> [EXERCISE PROMPT]: Each record needs to be transcribed exactly.

> [DATA SUPPLIED]:
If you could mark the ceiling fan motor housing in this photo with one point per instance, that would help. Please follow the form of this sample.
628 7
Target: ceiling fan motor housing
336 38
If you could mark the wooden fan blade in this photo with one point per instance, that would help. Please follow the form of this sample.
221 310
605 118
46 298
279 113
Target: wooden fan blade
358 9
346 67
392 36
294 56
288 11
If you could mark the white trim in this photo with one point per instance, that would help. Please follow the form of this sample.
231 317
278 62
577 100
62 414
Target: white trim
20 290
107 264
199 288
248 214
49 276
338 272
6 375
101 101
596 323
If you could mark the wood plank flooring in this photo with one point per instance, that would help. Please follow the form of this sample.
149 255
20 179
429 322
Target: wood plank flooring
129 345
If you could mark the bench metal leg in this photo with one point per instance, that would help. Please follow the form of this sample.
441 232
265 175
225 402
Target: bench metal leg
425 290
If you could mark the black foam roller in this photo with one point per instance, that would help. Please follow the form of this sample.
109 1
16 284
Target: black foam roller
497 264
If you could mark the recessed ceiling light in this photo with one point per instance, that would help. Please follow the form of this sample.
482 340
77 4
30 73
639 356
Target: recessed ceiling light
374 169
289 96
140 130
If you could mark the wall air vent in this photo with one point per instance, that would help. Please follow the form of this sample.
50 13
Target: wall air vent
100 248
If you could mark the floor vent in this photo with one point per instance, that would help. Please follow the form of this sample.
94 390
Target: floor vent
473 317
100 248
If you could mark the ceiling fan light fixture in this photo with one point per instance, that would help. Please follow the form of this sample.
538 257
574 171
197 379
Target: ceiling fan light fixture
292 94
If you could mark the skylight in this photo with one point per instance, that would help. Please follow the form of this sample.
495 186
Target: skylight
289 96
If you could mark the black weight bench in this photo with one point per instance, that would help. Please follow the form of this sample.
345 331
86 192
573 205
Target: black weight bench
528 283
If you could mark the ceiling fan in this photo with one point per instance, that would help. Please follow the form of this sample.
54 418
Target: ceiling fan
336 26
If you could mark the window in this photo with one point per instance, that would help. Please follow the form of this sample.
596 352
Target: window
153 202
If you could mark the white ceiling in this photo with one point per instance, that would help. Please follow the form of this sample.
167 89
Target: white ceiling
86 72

> [SOLUTION TO THE EXERCISE]:
If you could mark the ceiling fan motor housing in this photo with one point per instance, that would help. Please follow the form of this sample.
628 7
Target: ceiling fan motor housing
336 38
If you could mark the wooden fan blade in this photo with one point per instance, that would help. Please follow the form of this sample.
221 310
605 118
46 298
279 113
Target: wooden fan blade
358 9
346 67
392 36
294 56
288 11
If you could mark the white trim in this photo with one point per instance, that would help. Please follow the form of this sample.
231 317
278 62
577 100
62 414
Target: white trim
20 290
107 264
199 288
248 214
49 276
338 272
6 375
101 101
596 323
If you could mark the wood plank flooring in this photo with one point per instance, that would help. Please follow the form of this sample.
149 255
20 179
429 322
Target: wood plank flooring
129 345
If you could mark the bench metal leg in this photo with one point per instance, that would help. Please follow the form of this sample.
441 232
265 175
225 402
Target: bench metal leg
425 290
If you could mark the black foam roller in this photo with one point per instance, that would help. Please follow the form of this sample.
109 1
16 284
Target: black foam roller
497 264
If you could mark the recessed ceiling light in this photo with one point per instance, that would help. Please follow the form of this sample.
482 340
77 4
30 73
639 356
Target: recessed ceiling light
374 169
289 96
140 130
If you could mark the wall air vent in this photo with one point per instance, that would help. Please follow the form of this sample.
50 13
Target: wall air vent
100 248
If you could mark the floor vent in this photo with one point per instance, that would help. Please follow the form of this sample.
94 390
Target: floor vent
473 317
100 248
If you could mark the ceiling fan light fixture in this photo with one point per instance, that would help. Please follow the form of this sample.
538 257
574 171
197 379
Target: ceiling fan light fixture
292 94
If you could mark the skylight in this photo with one point per instance, that would help. Please follow the form of this sample.
495 186
Target: skylight
289 96
If you could mark the black weight bench in this photo with one point per instance, that would help. Please follow the form of this sample.
345 331
86 192
573 205
Target: black weight bench
528 283
If you could mark the ceiling fan in this photo with one point per instance, that would help. Please follow the form of this sample.
54 418
Target: ceiling fan
336 26
If you could mark the window in this photo with one point per instance, that would help. Please follow the form of this sample.
596 352
Target: window
153 202
If you could mark the white ceiling in this photo with one point per instance, that would help. Please follow the form of this sample.
167 89
Target: white ceiling
86 72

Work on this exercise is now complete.